• Text:
━━━
Hacker News new | past | comments | ask | show | jobs | submit login

> You’re conditioned by mainstream tech euphemisms to think that from this post.

In other words, mainstream usage would suggest the interpretation that these are layoffs but comma.ai is either ignorant of this, doesn't care, or deliberately used the language as clickbait.

When it comes to language you don't get to blame "mainstream euphemisms" for your own failure to communicate—you work with the language that people actually speak or you risk miscommunication.




The way I see it, "the language that people actually speak" didn't include refactoring as a euphemism for firing people; it's something corporations came up with. Now we have someone who tries to eschew this euphemism. I think it's a good thing. Using words in their plain meaning makes for a clear communication.


OK, this thread has generally been shitting on comma, but this comment broke the camel's back for me. Is your line of reasoning seriously "other companies misuse words to cushion their shittiness" -> "Comma used the words as they are meant, and didn't have any shittiness to need to hide" -> "we're used to everyone misleading us with those words and Comma didn't" -> "Comma is misleading us by not misleading us"?
━━━
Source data
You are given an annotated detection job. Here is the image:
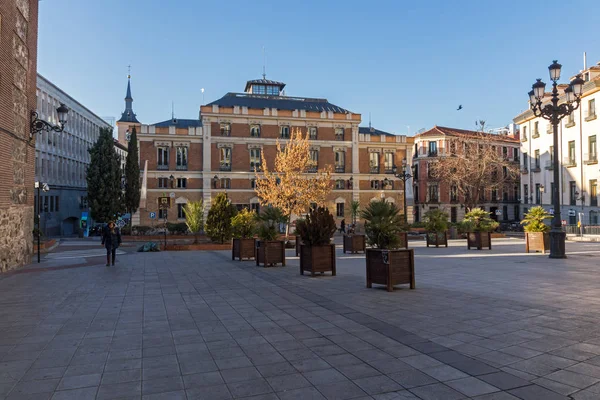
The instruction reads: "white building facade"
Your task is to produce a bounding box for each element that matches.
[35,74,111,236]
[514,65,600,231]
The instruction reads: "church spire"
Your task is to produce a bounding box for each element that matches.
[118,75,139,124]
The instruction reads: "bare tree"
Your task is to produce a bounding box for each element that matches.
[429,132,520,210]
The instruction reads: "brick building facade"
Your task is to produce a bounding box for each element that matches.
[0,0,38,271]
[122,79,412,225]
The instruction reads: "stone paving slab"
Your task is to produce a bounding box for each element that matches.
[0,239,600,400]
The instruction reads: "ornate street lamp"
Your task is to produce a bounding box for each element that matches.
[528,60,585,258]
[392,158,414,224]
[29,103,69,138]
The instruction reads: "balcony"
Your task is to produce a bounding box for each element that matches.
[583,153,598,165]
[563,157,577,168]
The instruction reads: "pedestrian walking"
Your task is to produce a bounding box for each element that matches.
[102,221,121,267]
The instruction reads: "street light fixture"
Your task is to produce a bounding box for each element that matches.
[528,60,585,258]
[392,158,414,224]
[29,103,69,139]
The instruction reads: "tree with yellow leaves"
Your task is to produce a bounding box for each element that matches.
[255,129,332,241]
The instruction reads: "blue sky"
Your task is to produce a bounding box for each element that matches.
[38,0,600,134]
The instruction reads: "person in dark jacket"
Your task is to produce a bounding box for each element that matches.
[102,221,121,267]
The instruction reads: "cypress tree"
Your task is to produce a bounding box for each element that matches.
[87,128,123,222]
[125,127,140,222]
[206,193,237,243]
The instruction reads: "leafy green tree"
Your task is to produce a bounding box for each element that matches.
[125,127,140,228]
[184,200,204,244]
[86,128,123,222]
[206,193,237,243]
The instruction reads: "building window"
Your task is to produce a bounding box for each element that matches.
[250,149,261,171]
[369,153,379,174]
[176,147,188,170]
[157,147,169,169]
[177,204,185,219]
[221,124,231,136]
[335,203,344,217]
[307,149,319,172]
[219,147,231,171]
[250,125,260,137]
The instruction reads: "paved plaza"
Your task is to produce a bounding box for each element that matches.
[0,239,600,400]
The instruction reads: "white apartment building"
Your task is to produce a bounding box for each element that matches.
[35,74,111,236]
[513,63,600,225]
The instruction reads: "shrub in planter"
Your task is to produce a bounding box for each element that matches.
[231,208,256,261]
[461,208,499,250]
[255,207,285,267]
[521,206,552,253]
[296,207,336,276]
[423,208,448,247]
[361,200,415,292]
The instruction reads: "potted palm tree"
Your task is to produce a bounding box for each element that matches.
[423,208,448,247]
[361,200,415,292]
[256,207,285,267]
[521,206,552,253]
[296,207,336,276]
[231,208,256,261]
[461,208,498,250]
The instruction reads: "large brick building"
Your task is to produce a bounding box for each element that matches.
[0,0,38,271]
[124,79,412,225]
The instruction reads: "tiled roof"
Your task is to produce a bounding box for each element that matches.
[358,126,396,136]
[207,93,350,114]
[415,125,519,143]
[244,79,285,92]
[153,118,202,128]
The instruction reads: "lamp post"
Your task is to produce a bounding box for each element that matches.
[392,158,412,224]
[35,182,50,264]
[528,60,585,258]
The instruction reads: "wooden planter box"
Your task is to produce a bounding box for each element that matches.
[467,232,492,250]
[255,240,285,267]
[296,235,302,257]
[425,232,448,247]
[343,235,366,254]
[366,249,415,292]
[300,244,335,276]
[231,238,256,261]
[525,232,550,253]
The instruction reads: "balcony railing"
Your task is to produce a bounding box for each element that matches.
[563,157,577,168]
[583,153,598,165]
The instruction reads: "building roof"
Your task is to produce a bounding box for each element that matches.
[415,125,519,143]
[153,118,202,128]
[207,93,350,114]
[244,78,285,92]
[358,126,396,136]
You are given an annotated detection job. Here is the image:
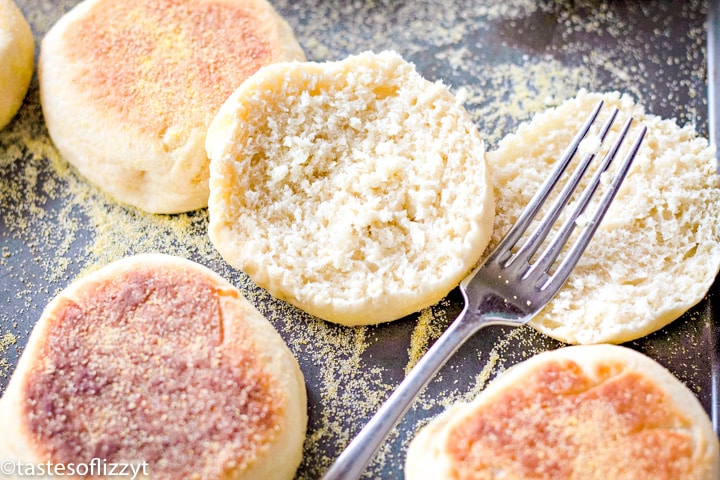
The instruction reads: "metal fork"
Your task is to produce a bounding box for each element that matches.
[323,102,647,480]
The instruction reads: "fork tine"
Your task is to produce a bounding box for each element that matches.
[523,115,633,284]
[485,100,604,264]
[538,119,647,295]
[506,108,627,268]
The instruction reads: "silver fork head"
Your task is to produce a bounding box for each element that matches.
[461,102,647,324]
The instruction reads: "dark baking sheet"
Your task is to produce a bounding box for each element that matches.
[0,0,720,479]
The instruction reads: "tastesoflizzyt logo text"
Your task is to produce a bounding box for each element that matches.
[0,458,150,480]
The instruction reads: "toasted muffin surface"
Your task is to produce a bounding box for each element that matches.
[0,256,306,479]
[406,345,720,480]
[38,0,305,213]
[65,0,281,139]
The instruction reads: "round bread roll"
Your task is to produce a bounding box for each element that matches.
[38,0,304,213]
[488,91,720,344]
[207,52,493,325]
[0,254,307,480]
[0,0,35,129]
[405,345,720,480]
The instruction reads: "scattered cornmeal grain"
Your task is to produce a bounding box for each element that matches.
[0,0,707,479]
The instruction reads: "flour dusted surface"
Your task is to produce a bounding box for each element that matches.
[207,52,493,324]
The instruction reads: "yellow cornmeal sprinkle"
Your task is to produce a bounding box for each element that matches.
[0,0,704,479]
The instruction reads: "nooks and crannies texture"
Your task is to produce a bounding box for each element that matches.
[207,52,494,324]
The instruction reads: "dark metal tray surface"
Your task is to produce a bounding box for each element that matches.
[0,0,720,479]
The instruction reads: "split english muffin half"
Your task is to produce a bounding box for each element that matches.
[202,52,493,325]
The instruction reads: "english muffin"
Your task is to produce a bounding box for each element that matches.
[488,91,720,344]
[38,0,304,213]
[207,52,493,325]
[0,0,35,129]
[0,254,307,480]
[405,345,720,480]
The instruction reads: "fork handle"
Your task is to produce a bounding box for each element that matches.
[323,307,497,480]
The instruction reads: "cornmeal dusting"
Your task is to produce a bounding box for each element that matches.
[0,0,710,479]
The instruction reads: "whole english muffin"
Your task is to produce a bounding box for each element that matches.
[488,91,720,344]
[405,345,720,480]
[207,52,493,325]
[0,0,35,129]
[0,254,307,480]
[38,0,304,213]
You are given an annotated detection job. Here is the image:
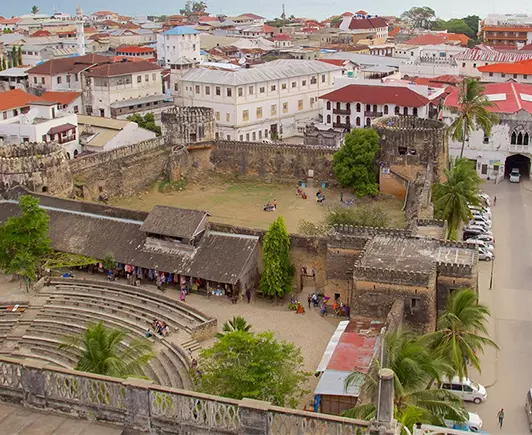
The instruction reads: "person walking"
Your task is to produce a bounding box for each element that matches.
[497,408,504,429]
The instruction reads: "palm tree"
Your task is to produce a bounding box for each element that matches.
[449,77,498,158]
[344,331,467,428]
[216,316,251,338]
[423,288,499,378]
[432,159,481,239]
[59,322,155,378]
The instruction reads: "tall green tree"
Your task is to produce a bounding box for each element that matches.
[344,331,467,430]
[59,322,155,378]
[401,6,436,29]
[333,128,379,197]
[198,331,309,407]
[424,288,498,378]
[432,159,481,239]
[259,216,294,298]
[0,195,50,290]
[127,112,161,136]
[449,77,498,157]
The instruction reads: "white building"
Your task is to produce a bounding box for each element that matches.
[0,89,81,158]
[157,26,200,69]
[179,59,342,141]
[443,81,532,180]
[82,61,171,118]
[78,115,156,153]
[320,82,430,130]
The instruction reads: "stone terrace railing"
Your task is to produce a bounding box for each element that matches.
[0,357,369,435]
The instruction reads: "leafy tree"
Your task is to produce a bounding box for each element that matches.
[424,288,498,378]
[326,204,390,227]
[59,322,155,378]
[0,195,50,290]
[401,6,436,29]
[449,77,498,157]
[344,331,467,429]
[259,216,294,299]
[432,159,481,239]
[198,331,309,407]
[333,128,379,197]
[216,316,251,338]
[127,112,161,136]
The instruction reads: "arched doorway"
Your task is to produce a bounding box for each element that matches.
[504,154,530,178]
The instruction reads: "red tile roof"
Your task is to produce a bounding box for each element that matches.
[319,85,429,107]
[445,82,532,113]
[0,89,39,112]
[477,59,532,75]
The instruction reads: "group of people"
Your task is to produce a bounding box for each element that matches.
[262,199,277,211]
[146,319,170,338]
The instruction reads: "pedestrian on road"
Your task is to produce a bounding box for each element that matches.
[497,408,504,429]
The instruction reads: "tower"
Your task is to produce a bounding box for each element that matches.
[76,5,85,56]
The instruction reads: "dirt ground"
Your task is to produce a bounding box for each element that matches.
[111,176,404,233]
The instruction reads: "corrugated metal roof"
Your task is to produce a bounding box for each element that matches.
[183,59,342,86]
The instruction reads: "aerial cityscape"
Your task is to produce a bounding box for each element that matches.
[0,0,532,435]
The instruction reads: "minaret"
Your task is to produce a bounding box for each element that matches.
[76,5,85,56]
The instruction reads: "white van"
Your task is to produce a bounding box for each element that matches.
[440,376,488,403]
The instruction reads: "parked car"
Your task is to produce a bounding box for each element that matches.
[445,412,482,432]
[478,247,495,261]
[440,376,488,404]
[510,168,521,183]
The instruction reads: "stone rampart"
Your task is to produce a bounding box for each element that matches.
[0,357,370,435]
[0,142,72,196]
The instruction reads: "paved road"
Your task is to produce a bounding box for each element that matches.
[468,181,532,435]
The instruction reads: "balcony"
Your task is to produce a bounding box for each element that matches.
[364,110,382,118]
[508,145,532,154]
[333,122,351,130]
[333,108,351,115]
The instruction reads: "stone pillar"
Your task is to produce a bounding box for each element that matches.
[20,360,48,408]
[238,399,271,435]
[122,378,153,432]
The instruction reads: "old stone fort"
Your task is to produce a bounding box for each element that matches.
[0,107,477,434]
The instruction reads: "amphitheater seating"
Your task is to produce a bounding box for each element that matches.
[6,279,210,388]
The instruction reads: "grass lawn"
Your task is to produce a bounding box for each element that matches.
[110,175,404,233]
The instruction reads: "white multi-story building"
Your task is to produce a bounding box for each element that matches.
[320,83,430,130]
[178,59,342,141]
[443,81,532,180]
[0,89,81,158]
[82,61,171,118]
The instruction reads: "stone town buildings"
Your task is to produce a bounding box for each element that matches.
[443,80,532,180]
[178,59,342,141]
━━━
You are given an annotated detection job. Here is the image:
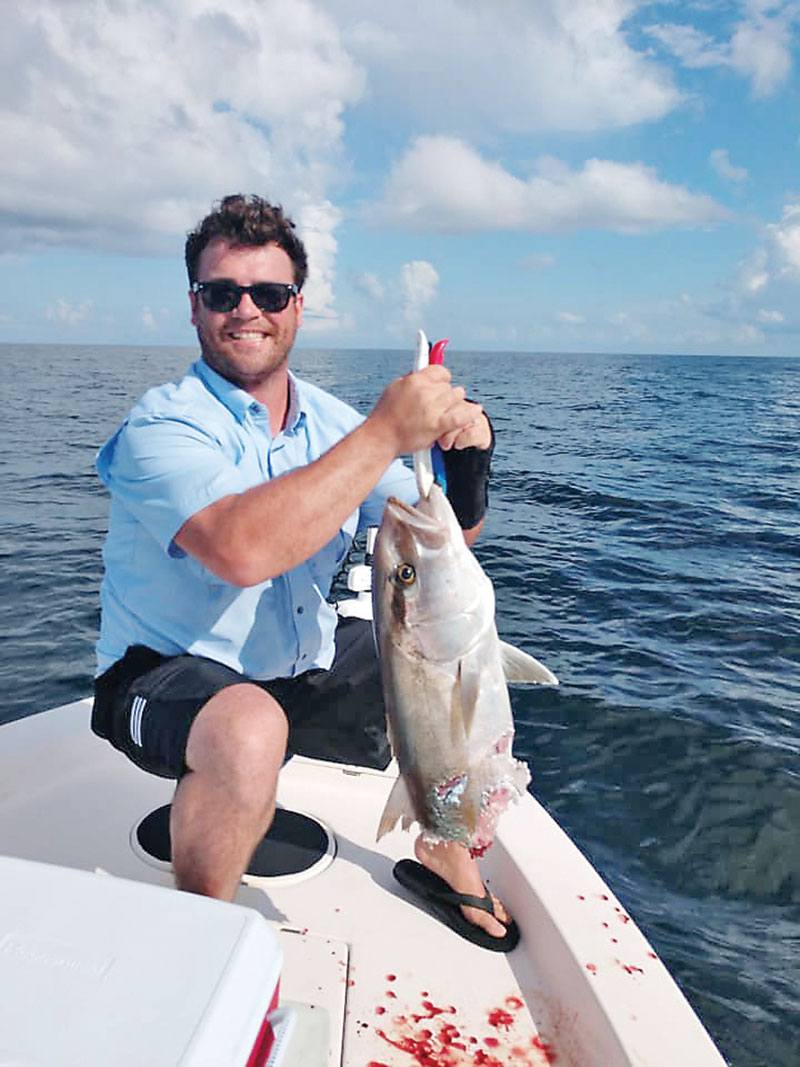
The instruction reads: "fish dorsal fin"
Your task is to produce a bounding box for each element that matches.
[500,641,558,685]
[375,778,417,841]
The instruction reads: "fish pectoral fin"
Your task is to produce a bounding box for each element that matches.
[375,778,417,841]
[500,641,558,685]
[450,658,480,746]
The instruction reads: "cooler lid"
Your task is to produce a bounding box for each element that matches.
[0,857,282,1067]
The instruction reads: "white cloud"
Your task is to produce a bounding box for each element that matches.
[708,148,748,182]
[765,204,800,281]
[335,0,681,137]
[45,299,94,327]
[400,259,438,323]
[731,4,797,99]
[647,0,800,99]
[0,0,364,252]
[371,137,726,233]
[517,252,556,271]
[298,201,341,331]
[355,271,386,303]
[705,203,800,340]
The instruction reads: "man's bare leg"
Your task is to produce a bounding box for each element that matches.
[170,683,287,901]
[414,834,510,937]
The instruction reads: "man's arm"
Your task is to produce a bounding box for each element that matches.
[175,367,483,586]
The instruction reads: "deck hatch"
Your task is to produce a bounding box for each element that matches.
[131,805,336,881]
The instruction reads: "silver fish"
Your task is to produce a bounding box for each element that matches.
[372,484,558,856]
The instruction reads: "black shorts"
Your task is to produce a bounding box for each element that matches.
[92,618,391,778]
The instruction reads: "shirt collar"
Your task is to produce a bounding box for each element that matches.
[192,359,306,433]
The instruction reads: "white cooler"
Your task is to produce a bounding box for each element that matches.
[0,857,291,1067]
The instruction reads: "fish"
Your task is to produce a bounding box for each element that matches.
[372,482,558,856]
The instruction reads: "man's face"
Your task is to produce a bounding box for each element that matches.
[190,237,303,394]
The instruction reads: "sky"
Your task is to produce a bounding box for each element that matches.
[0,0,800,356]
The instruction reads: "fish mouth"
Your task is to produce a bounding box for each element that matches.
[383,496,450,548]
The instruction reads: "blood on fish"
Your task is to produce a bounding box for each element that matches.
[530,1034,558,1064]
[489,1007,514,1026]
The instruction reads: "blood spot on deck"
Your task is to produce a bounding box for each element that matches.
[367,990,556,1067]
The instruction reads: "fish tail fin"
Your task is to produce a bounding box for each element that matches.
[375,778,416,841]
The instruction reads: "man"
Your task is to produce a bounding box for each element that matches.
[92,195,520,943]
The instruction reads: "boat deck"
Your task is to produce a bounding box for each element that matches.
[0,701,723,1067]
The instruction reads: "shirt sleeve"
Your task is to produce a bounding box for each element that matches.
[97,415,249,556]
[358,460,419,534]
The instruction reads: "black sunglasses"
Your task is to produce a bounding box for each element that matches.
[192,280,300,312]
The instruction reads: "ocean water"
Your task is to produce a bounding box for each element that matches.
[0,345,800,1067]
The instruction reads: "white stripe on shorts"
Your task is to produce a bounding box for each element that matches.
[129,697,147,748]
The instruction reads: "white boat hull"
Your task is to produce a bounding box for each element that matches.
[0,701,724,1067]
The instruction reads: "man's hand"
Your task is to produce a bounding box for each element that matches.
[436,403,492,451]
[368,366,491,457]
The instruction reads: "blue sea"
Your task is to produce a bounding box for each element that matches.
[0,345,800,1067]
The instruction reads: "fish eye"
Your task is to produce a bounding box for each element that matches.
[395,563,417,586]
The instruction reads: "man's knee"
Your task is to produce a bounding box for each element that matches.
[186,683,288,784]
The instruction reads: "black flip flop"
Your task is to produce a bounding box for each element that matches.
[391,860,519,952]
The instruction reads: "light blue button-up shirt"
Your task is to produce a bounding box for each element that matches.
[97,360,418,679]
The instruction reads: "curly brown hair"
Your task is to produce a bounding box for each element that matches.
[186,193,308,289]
━━━
• Given exercise: Quote the Hacker News thread above in full, word for word.

• Finished exercise:
Hacker News new | past | comments | ask | show | jobs | submit login

> You’re conditioned by mainstream tech euphemisms to think that from this post.

In other words, mainstream usage would suggest the interpretation that these are layoffs but comma.ai is either ignorant of this, doesn't care, or deliberately used the language as clickbait.

When it comes to language you don't get to blame "mainstream euphemisms" for your own failure to communicate—you work with the language that people actually speak or you risk miscommunication.




The way I see it, "the language that people actually speak" didn't include refactoring as a euphemism for firing people; it's something corporations came up with. Now we have someone who tries to eschew this euphemism. I think it's a good thing. Using words in their plain meaning makes for a clear communication.


OK, this thread has generally been shitting on comma, but this comment broke the camel's back for me. Is your line of reasoning seriously "other companies misuse words to cushion their shittiness" -> "Comma used the words as they are meant, and didn't have any shittiness to need to hide" -> "we're used to everyone misleading us with those words and Comma didn't" -> "Comma is misleading us by not misleading us"?